> [PROBLEM SET]
A. In the passage on cheating in online exams, what did the most frequently reported types of misconduct involve?
B. Transcribe the passage on cheating in online exams between "Another potential approach" and "students cheating collaboratively.", inclusive.

> [DOCUMENT PASSAGE]
'''

Another potential approach to deterring cheating could be to deliberately set traps, of ‘honeypots’; websites which appear to show students the answers to an exam but which are actually a way of catching students who commit academic misconduct. This approach has been used to quantify cheating in online exams, as described above (Corrigan-Gibbs et al., 2015b). There are some obvious ethical issues associated with such an approach, and from a practical perspective it seems reasonable to assume that students would get wise to this, and that the identity and nature of any honeypot could be easily shared by students cheating collaboratively.
Another option to reduce cheating in online exams is to use open-book exams. This is often suggested as a way of simultaneously increasing the cognitive level of the exam (i.e. it assesses higher order learning) (e.g. (Varble, 2014), and was suggested as a way of reducing the perceived, or potential increase in academic misconduct during COVID (e.g. (Nguyen et al., 2020; Whisenhunt et al., 2022). This approach has an obvious appeal in that it eliminates the possibility of some common forms of misconduct, such as the use of notes or unauthorized web access (Noorbehbahani et al., 2022; Whisenhunt et al., 2022), and can even make this a positive feature, i.e. encouraging the use of additional resources in a way that reflects the fact that, for many future careers, students will have access to unlimited information at their fingertips, and the challenge is to ensure that students have learned what information they need and how to use it. This approach certainly fits with our data, wherein the most frequently reported types of misconduct involved students acting alone, and cheating ‘because they could’. Some form of proctoring or other measure may still be needed in order to reduce the threat of collaborative misconduct. Perhaps most importantly though, it is unclear whether open-book exams truly reduce the opportunity for, and the incidence of, academic misconduct, and if so, how might we advise educators to design their exams, and exam question, in a way that delivers this as well as the promise of ‘higher order’ learning. These questions are the subject of ongoing research.

'''

> [INFORMATION GIVEN]
'''

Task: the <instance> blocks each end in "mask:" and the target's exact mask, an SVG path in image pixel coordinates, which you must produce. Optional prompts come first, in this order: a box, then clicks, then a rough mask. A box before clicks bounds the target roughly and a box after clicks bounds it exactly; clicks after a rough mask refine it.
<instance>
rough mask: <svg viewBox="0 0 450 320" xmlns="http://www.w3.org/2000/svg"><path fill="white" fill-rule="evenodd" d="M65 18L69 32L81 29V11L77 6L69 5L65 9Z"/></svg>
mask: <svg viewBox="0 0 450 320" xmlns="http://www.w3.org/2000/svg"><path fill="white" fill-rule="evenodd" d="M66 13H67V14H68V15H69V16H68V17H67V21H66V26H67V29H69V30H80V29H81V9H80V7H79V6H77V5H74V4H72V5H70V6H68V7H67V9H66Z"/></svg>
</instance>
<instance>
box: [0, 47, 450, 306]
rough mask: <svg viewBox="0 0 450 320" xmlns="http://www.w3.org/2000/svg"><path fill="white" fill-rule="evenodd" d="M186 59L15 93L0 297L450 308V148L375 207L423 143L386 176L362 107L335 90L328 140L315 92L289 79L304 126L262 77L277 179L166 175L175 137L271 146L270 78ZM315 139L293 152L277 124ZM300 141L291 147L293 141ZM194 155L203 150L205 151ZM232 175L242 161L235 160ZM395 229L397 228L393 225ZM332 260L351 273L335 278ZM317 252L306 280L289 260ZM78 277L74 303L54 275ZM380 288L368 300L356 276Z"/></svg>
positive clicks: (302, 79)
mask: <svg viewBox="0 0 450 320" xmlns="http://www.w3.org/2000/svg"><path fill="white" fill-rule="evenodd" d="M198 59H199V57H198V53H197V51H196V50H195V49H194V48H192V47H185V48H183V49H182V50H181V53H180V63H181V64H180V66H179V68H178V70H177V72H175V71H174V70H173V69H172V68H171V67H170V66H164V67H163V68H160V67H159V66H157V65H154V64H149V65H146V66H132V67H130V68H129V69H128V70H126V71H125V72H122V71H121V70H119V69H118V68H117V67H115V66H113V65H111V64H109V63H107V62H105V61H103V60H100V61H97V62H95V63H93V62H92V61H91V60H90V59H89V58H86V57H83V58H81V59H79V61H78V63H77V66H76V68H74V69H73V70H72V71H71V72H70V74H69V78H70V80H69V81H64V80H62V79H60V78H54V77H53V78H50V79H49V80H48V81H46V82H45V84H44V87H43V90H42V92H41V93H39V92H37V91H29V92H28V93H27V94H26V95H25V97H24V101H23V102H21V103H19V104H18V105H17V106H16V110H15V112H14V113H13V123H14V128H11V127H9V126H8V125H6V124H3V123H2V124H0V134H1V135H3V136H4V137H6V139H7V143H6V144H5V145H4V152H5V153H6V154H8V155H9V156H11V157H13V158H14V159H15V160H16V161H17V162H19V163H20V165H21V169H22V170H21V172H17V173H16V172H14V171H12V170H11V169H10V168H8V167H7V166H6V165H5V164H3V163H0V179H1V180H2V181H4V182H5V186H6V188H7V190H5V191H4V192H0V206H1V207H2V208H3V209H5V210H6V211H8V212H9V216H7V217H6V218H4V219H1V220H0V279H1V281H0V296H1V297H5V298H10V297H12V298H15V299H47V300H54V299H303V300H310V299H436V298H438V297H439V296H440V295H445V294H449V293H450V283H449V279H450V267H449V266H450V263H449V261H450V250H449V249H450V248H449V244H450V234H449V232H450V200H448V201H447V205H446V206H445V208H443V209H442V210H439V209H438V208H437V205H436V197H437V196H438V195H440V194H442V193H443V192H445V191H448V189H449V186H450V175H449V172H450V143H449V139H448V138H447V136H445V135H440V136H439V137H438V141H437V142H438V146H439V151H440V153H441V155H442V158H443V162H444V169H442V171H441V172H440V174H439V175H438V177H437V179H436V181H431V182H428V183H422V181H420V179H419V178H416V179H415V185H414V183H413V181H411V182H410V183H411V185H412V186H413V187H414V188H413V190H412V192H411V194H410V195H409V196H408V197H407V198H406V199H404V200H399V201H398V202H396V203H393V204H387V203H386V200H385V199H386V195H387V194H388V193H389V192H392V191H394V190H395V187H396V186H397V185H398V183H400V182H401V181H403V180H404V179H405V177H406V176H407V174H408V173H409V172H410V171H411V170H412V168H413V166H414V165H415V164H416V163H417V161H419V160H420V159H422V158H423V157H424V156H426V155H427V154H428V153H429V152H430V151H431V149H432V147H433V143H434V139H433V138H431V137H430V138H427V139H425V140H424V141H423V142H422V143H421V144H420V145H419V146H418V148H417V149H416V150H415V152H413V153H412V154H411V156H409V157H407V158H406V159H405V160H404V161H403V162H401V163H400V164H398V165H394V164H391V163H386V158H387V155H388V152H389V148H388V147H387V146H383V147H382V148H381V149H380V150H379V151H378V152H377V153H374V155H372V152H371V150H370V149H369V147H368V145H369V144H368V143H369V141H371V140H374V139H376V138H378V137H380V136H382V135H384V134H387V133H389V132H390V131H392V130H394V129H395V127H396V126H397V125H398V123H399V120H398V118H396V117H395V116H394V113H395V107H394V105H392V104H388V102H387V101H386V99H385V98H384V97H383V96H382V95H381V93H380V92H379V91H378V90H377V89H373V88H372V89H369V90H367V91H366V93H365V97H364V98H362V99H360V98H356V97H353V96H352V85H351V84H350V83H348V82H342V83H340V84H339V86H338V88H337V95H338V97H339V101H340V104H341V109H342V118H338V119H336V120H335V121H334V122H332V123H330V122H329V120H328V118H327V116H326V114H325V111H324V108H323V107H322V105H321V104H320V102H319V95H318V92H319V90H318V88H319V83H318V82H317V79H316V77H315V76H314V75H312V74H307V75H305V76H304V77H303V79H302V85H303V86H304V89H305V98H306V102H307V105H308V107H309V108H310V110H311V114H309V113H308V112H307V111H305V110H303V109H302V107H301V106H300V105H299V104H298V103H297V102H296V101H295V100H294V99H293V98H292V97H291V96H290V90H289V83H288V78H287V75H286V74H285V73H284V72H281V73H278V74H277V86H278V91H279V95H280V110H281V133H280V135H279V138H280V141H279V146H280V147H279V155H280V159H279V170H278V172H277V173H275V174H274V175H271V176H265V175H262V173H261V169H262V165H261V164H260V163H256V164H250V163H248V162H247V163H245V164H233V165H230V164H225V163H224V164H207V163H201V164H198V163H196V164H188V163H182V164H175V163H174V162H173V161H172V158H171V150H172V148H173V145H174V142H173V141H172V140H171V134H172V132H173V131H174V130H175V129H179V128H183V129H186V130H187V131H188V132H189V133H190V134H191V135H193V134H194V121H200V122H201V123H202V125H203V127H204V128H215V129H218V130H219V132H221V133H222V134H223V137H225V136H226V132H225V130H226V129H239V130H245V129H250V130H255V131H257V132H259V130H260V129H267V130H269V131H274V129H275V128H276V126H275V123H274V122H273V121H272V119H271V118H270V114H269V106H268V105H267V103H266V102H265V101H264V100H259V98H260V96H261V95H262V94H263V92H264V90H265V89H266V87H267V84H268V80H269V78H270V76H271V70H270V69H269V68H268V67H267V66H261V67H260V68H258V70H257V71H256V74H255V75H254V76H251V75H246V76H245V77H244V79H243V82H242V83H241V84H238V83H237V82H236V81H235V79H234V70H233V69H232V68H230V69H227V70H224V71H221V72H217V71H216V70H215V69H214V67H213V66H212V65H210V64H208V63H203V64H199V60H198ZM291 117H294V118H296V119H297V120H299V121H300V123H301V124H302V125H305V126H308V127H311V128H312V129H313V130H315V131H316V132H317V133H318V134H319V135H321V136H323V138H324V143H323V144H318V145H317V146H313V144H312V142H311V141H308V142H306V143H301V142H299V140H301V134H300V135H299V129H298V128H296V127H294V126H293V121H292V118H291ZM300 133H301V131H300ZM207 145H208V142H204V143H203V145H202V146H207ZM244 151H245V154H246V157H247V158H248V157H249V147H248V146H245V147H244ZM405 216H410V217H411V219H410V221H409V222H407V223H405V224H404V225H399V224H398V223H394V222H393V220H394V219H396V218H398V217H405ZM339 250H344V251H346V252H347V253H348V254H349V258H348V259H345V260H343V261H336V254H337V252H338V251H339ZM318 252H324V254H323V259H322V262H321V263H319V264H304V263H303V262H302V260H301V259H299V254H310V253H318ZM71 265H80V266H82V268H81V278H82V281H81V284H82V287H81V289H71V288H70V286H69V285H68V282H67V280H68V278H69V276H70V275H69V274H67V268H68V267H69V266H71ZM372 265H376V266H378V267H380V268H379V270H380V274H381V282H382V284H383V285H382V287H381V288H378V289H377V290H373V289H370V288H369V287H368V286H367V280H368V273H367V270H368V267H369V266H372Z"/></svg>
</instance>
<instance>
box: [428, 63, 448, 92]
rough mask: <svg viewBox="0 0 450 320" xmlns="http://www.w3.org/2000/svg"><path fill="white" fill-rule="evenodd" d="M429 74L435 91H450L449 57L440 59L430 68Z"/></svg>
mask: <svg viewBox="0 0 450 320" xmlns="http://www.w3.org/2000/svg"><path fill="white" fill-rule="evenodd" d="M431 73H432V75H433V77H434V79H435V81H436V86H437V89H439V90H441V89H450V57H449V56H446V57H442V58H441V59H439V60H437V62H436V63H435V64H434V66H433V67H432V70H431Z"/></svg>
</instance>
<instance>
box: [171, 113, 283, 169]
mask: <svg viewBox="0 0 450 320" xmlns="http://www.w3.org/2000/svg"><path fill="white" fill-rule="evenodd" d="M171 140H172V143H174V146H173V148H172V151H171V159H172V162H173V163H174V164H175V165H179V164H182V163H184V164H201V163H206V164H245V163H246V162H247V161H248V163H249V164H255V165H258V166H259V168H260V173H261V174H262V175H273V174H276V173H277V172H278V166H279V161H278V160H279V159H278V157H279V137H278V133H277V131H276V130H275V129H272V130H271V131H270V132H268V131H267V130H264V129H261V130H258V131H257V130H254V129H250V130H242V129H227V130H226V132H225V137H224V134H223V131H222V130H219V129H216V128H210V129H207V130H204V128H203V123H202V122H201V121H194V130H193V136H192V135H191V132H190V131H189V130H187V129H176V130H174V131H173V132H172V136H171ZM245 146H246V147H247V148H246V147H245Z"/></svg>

'''
'''

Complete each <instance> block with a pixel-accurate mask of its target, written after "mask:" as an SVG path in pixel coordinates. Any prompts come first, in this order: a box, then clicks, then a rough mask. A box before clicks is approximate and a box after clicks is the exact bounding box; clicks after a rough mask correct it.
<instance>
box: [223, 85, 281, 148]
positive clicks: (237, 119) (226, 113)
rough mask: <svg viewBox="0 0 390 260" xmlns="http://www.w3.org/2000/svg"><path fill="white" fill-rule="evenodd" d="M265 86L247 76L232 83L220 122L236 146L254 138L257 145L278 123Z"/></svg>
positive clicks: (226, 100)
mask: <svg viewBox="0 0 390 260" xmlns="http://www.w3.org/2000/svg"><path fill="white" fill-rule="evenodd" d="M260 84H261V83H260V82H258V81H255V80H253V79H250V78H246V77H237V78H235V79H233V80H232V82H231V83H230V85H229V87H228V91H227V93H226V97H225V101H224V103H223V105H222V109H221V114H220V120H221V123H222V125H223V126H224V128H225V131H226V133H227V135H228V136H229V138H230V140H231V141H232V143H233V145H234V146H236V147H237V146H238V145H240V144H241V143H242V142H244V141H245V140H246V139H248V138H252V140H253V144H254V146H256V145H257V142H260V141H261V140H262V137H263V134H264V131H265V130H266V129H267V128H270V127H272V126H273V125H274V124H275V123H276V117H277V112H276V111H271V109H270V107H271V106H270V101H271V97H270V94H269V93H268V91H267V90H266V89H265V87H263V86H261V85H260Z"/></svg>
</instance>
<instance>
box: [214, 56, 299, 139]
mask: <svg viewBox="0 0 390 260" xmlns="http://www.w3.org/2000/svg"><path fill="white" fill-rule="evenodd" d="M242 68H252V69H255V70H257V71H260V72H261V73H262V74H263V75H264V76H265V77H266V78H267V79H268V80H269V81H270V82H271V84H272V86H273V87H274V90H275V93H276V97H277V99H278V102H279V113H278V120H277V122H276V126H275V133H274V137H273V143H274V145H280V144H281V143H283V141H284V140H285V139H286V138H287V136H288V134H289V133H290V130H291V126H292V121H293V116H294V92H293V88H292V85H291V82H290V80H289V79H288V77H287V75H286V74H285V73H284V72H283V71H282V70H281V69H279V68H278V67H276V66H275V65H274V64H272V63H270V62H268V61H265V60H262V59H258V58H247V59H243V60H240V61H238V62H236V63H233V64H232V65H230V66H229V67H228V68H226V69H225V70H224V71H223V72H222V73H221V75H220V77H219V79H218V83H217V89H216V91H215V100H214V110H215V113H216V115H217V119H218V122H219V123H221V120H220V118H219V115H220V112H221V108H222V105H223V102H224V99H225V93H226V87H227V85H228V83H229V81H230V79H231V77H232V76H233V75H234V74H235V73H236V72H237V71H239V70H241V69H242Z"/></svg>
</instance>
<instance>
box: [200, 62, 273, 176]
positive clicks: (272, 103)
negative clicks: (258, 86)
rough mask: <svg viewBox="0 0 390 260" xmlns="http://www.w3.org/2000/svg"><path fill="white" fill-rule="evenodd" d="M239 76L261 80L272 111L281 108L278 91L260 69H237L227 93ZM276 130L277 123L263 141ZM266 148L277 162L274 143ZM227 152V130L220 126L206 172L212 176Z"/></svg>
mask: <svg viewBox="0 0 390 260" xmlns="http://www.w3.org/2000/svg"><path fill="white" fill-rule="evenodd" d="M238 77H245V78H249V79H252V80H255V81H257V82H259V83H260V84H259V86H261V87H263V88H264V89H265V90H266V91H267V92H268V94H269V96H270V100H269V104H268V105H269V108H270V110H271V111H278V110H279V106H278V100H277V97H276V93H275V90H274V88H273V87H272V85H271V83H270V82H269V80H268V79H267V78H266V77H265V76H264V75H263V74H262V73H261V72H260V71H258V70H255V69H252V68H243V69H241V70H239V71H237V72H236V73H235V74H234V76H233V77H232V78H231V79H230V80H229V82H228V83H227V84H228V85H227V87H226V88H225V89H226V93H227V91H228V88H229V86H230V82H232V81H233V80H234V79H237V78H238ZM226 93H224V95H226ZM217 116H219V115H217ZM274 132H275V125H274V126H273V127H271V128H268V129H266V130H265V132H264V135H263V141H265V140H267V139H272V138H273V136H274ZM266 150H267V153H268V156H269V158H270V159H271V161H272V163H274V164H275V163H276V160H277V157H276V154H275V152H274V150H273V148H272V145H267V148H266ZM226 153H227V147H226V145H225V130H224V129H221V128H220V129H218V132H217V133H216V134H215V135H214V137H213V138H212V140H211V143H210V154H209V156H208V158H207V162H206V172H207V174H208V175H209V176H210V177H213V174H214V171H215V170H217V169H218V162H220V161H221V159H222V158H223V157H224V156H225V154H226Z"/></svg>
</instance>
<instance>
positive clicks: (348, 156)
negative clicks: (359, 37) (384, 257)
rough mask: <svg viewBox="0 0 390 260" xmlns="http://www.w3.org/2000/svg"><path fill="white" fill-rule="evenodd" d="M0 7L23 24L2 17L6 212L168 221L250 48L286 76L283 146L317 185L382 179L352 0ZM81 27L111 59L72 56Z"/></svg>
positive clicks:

'''

> [ANSWER SET]
A. They involved students acting alone and cheating "because they could."

B.
Another potential approach to deterring cheating could be to deliberately set traps, of ‘honeypots’; websites which appear to show students the answers to an exam but which are actually a way of catching students who commit academic misconduct. This approach has been used to quantify cheating in online exams, as described above (Corrigan-Gibbs et al., 2015b). There are some obvious ethical issues associated with such an approach, and from a practical perspective it seems reasonable to assume that students would get wise to this, and that the identity and nature of any honeypot could be easily shared by students cheating collaboratively.